Copy out every line of the listing below exactly as it stands.

--- Input rows ---

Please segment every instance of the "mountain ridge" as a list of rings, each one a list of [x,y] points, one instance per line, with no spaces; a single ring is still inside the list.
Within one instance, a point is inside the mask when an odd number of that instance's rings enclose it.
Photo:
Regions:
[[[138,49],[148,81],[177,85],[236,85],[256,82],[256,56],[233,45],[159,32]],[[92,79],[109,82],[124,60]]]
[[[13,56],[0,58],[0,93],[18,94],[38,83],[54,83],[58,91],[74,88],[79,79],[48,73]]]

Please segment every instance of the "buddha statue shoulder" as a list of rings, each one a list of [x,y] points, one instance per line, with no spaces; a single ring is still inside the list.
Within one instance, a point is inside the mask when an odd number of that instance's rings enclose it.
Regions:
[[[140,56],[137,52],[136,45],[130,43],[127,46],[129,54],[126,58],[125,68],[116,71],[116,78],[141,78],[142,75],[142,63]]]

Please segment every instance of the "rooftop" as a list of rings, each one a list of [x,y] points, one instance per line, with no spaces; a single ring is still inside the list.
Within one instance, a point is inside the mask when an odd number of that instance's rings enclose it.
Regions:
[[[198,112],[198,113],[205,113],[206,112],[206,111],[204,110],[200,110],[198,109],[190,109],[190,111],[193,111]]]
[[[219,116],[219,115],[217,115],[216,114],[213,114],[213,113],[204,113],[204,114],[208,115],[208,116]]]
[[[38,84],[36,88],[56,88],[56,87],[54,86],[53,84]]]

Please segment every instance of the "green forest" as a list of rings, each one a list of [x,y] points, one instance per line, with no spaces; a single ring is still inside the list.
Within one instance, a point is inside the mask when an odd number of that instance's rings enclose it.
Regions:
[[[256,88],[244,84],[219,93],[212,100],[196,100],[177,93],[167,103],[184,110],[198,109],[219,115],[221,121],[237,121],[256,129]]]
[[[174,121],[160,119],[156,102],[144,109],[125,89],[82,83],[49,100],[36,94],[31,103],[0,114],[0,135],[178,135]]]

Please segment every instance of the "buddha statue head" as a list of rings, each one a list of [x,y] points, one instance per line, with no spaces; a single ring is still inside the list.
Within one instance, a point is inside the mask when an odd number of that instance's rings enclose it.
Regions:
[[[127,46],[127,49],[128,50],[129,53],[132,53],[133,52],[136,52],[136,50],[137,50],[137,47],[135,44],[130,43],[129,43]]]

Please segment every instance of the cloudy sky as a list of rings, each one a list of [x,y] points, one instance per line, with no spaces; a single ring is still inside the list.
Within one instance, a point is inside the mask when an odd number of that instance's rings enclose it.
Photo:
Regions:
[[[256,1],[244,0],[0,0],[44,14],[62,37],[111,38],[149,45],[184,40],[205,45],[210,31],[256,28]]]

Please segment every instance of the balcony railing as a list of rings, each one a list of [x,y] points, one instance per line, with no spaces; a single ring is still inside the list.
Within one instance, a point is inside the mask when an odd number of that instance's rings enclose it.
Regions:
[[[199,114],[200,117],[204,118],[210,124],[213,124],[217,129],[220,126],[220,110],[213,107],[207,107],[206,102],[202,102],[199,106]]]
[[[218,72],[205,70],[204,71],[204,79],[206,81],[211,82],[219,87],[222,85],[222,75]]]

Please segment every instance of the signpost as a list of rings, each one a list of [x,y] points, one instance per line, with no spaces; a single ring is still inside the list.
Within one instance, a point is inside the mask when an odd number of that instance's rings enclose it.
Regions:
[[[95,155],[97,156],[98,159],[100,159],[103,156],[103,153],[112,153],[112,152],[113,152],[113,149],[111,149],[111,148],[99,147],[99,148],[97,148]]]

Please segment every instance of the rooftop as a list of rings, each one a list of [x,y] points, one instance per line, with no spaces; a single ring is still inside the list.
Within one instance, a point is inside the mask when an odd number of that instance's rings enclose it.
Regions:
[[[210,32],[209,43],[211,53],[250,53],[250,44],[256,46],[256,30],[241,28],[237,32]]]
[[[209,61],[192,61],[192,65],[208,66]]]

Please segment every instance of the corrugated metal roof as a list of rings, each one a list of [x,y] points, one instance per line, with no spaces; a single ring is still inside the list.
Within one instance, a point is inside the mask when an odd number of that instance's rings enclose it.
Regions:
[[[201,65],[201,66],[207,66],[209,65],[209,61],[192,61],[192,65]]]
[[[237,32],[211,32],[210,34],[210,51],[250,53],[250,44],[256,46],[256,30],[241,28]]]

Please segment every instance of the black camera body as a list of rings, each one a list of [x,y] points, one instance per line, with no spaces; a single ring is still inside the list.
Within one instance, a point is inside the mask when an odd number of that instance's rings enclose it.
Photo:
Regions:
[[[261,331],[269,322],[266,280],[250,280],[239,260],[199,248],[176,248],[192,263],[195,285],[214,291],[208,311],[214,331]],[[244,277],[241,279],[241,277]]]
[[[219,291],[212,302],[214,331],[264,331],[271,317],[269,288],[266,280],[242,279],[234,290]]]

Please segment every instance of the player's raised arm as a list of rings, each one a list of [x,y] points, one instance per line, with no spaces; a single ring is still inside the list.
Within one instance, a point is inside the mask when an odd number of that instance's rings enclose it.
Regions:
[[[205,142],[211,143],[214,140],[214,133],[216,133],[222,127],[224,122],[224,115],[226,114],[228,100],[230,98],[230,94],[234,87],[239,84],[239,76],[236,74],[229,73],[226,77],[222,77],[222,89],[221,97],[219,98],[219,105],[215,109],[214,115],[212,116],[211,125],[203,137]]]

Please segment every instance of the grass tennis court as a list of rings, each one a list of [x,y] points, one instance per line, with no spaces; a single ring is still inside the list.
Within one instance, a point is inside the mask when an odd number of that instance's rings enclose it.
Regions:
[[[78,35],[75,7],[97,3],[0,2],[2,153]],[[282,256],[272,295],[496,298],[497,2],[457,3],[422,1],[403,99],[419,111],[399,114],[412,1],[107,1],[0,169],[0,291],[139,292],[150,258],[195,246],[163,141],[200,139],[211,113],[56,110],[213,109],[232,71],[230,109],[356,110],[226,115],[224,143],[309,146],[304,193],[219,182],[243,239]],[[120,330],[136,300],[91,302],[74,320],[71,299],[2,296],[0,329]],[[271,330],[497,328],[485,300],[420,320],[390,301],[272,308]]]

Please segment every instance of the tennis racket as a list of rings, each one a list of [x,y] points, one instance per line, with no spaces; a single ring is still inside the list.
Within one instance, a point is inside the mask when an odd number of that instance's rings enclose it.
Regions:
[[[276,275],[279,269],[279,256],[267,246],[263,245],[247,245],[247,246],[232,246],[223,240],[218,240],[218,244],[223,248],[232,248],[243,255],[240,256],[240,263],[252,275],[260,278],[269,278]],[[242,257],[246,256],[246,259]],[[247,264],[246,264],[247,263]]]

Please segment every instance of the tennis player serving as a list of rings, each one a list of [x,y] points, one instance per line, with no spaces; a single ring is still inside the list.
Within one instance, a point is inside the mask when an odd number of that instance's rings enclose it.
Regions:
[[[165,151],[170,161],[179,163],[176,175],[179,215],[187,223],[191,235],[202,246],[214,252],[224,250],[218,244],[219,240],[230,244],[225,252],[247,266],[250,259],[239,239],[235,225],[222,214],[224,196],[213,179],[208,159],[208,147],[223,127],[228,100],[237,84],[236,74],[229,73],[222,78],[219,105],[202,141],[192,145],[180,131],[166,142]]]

---

» **Task result**:
Please segment every instance of the "mountain ridge" as a list of rings, each one a list of [x,y] points, one instance per line, with no spaces; a single ring is still inside the list.
Within one instance, a point is inside the mask when an odd number of that instance's rings enclose it.
Photo:
Regions:
[[[138,49],[148,81],[177,85],[236,85],[256,82],[256,56],[233,45],[159,32]],[[92,79],[109,82],[124,60]]]
[[[13,56],[0,58],[0,93],[18,94],[38,83],[54,83],[58,91],[74,88],[79,79],[48,73]]]

Please segment every instance of the "buddha statue shoulder" as a list of rings, each one a list of [x,y] points, one instance per line, with no spaces; a single ring is still inside the list.
Within one instance, a point is inside the mask when an odd number of that instance's rings enclose it.
Regions:
[[[140,56],[137,52],[136,45],[130,43],[127,46],[129,54],[126,58],[125,68],[116,71],[116,78],[141,78],[142,75],[142,63]]]

Please segment every instance of the "rooftop" as a list of rings, each one a list of [x,y] points, one instance per line, with no spaces; a single ring is still inside the list.
Within one instance, a point is inside the mask when an odd number of that instance's rings enclose it.
Regions:
[[[198,112],[198,113],[205,113],[206,112],[206,111],[204,110],[200,110],[198,109],[190,109],[190,111],[193,111]]]
[[[219,116],[219,115],[217,115],[216,114],[213,114],[213,113],[204,113],[204,114],[208,115],[208,116]]]
[[[38,84],[36,88],[56,88],[56,87],[54,86],[53,84]]]

Please segment every instance of the "green forest" as a list of rings, each one a list of [x,y] points, one instance per line, with no spaces; a single ring is still inside the list.
Within one instance, a point is inside the mask when an odd number of that instance's rings enclose it.
Regions:
[[[256,88],[244,84],[219,93],[212,100],[196,100],[177,93],[167,103],[184,110],[198,109],[219,115],[221,121],[237,121],[256,129]]]
[[[174,121],[160,119],[156,102],[144,109],[125,89],[82,83],[49,100],[36,94],[31,103],[0,114],[0,135],[178,135]]]

Please segment every instance of the "buddha statue head" as a list of rings, each one a list of [x,y] points, one instance per line, with no spaces; a single ring is still inside the list.
Within one instance, a point is inside the mask when an odd number of that instance's rings enclose it.
Regions:
[[[127,46],[127,49],[128,50],[129,53],[132,53],[133,52],[136,52],[136,50],[137,50],[137,47],[135,44],[130,43],[129,43]]]

Please segment every instance of the cloudy sky as a list of rings, each one a list of [x,y] points, one instance per line, with no spaces; a single ring is still inside the list.
Within one instance, a point is inside the mask when an odd number of that instance's rings enclose it.
Photo:
Regions:
[[[256,1],[244,0],[0,0],[44,14],[62,37],[111,38],[149,45],[184,40],[205,45],[210,31],[256,28]]]

Please segment every instance of the balcony railing as a list of rings, each one a list of [x,y] points, one instance per line, with no spaces; a single ring is still inside the list.
Within one instance, a point is inside the mask when an odd number of that instance's rings enclose it.
Regions:
[[[199,114],[200,117],[204,118],[210,124],[213,124],[217,129],[220,126],[220,110],[213,107],[207,107],[206,102],[202,102],[199,106]]]
[[[218,72],[205,70],[204,71],[204,79],[206,81],[211,82],[219,87],[222,85],[222,75]]]

Please segment every instance of the signpost as a list of rings, each one a list of [x,y] points, one instance per line, with no spaces; a single ring is still inside the list.
Within one instance, a point is inside the mask when an odd number of that instance's rings enclose it.
Regions:
[[[95,155],[97,156],[98,159],[100,159],[103,156],[103,153],[112,153],[112,152],[113,152],[113,149],[111,149],[111,148],[99,147],[99,148],[97,148]]]

Please segment every instance of the rooftop as a list of rings, each one a list of [x,y] points, one instance per line, with no spaces; a single ring is still inside the list.
Within one instance, a point is inside the mask when an odd number of that instance's rings enclose it.
Regions:
[[[210,32],[209,43],[211,53],[250,53],[250,44],[256,46],[256,30],[241,28],[237,32]]]
[[[209,61],[192,61],[192,65],[208,66]]]

Please segment every instance of the corrugated metal roof as a list of rings, each one a list of [x,y] points, one instance per line, with no spaces; a single ring is still inside the list.
Within one instance, a point is inside the mask when an odd number of that instance's rings enclose it.
Regions:
[[[201,65],[201,66],[207,66],[209,65],[209,61],[192,61],[192,65]]]
[[[237,32],[211,32],[210,34],[210,51],[250,53],[250,44],[256,46],[256,30],[241,28]]]

Please segment every instance of the black camera body as a list of rings, each one a list of [x,y] points, one instance per line, with no spaces; a single ring is still inside the list.
Within one instance, a point is inside the mask when an odd number of that instance's rings enclose it.
Photo:
Regions:
[[[261,331],[269,322],[266,280],[250,280],[239,260],[199,248],[176,248],[192,263],[195,285],[214,291],[208,311],[214,331]],[[244,277],[241,279],[241,277]]]
[[[219,291],[212,302],[214,331],[264,331],[271,317],[269,288],[266,280],[242,279],[234,290]]]

Please segment every instance of the player's raised arm as a list of rings, each one a list of [x,y] points, one instance per line, with no spaces; a single ring is still inside the list.
Within one instance, a point is inside the mask when an odd number of that instance's rings enclose it.
Regions:
[[[205,142],[211,143],[214,140],[214,133],[216,133],[222,127],[224,122],[224,115],[226,114],[228,100],[230,98],[230,94],[234,87],[239,84],[239,76],[236,74],[229,73],[226,77],[222,77],[222,89],[221,97],[219,98],[219,105],[215,109],[214,115],[212,116],[211,125],[203,137]]]

Please segment every instance of the grass tennis court as a list of rings, each one a list of [x,y] points, one instance per line, with no spaces; a single ring is still inside the list.
Within one instance, a point is inside the mask when an odd number of that instance's rings enclose it.
Regions:
[[[78,35],[75,7],[97,3],[0,2],[2,153]],[[282,256],[272,295],[496,298],[497,2],[457,3],[422,1],[403,99],[419,111],[399,114],[412,1],[107,1],[0,169],[0,291],[139,292],[150,258],[195,246],[163,141],[200,139],[211,113],[56,110],[213,109],[232,71],[230,109],[356,110],[226,115],[224,143],[309,146],[304,193],[219,182],[243,239]],[[120,330],[136,300],[91,302],[74,320],[71,299],[2,296],[0,329]],[[271,330],[497,328],[485,300],[420,320],[390,301],[272,308]]]

Please segment every instance of the tennis racket as a list of rings, each one a list of [x,y] points, one instance per line, with no spaces; a single ring is still inside the list.
Within one instance, a point is inside the mask when an odd number of that instance's rings enclose it.
Regions:
[[[276,275],[279,269],[279,256],[267,246],[263,245],[247,245],[247,246],[232,246],[223,240],[218,240],[218,244],[223,248],[232,248],[243,255],[240,256],[240,263],[252,275],[260,278],[269,278]],[[242,257],[246,256],[246,259]],[[247,264],[246,264],[247,263]]]

Please segment every instance of the tennis player serving as a list of rings, each one a list of [x,y] points, one instance per line, with no spaces; a single ring is still inside the list.
Within one instance, a point is inside the mask when an odd number of that instance's rings enclose it.
Regions:
[[[165,151],[170,161],[179,163],[176,175],[179,215],[187,223],[191,235],[202,246],[214,252],[224,250],[218,244],[219,240],[230,244],[225,252],[247,266],[250,259],[239,239],[235,225],[222,214],[224,196],[213,179],[208,159],[208,147],[223,127],[228,100],[237,84],[236,74],[229,73],[222,78],[219,105],[202,141],[192,145],[180,131],[166,142]]]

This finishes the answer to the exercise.